• [Exercise goal]
Pick out each line in the rows below that contains the word "tree" and copy those lines.
====== Supplied information ======
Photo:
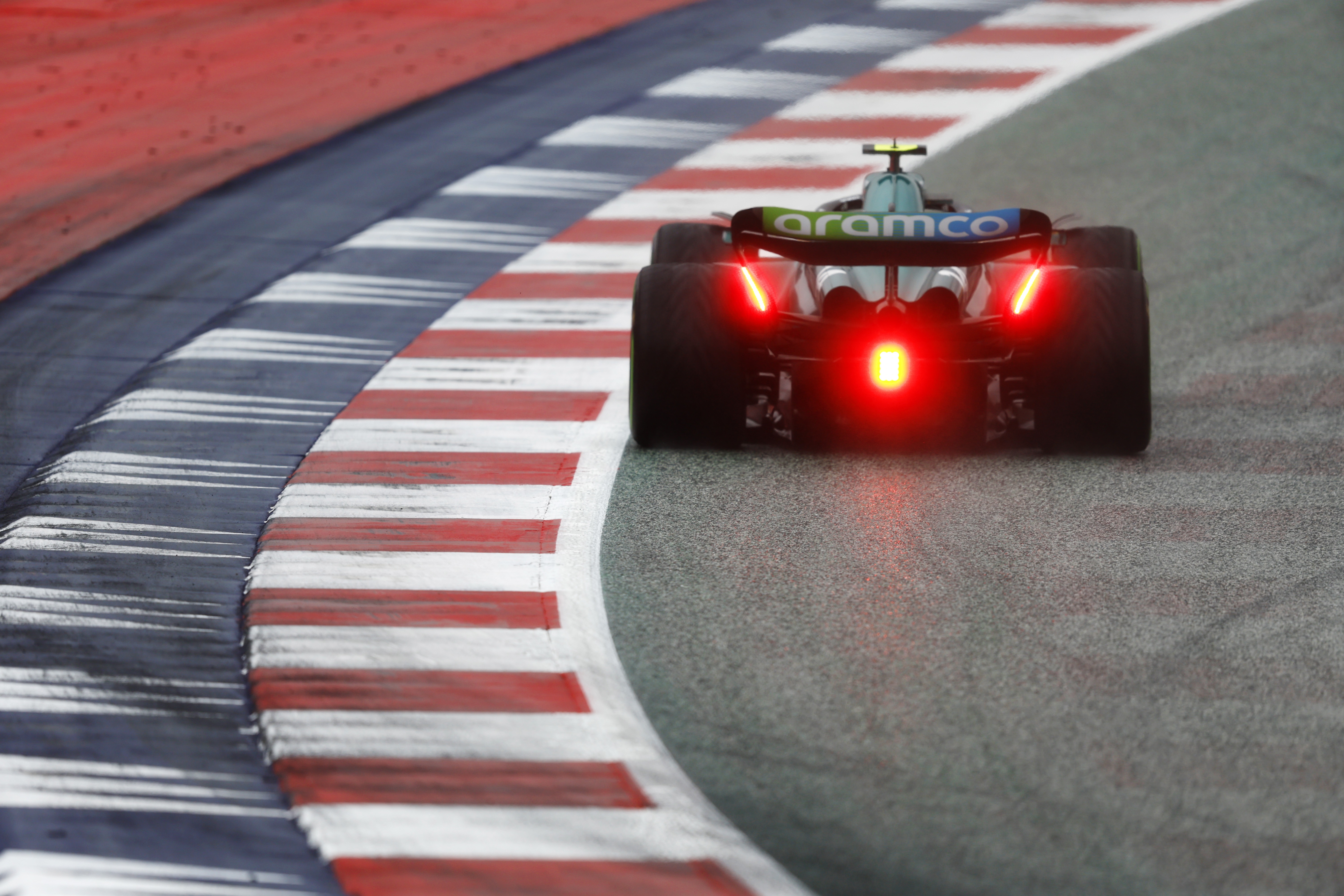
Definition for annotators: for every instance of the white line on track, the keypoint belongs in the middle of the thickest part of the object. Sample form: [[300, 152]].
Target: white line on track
======
====== Supplied information ======
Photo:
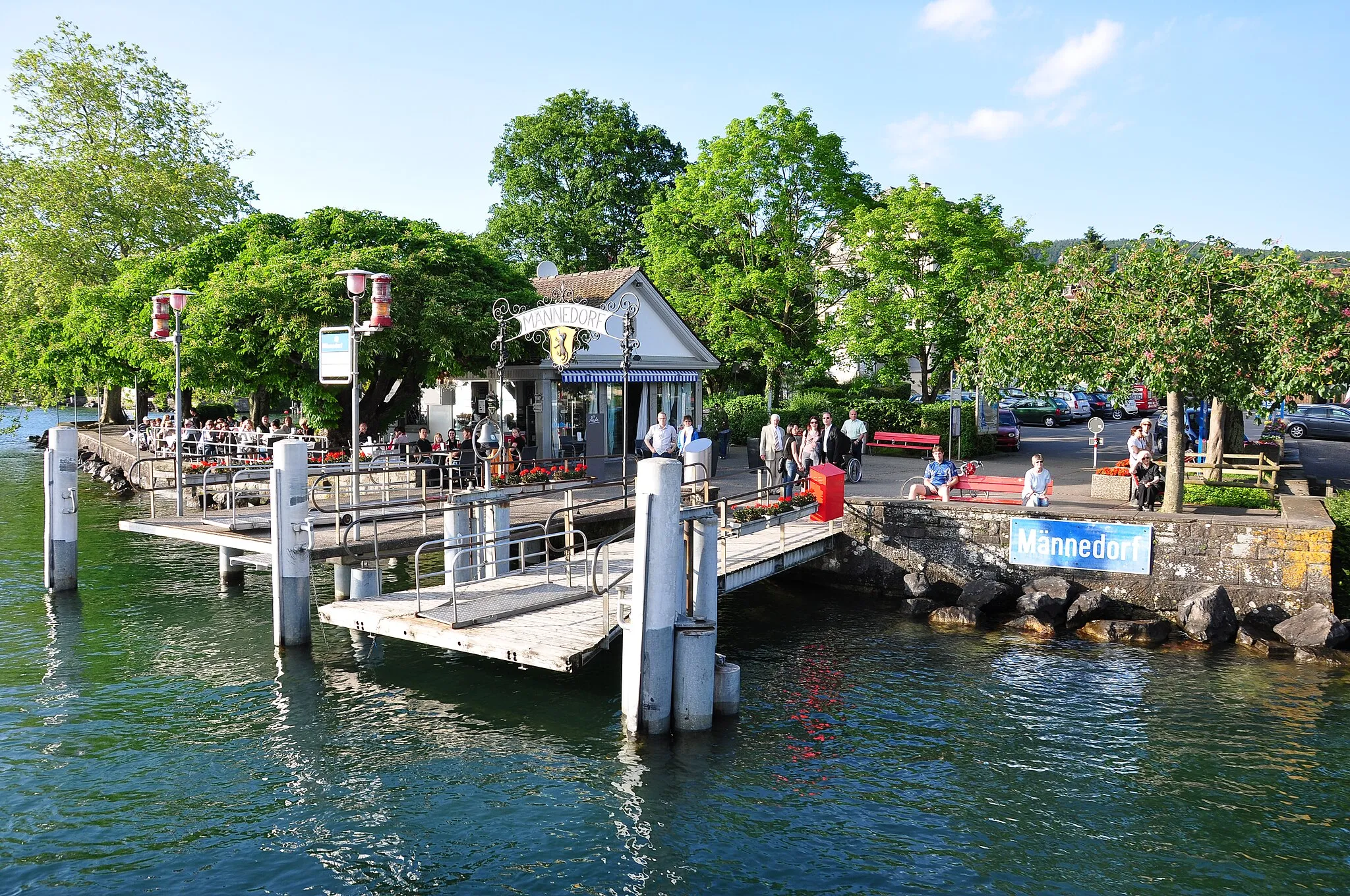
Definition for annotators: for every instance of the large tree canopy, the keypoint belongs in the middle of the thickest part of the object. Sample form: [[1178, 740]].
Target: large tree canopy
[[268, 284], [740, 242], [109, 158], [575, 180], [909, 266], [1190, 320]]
======
====== Supplied information ======
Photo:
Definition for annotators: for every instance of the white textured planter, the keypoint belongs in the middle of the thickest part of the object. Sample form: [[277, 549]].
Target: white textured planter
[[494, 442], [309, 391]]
======
• [Correct response]
Definition for annotators: for every instance of the large tree canopy, the keypoint belongs in the middle of the thickest part of the object. Sample form: [[1178, 740]].
Target: large tree canopy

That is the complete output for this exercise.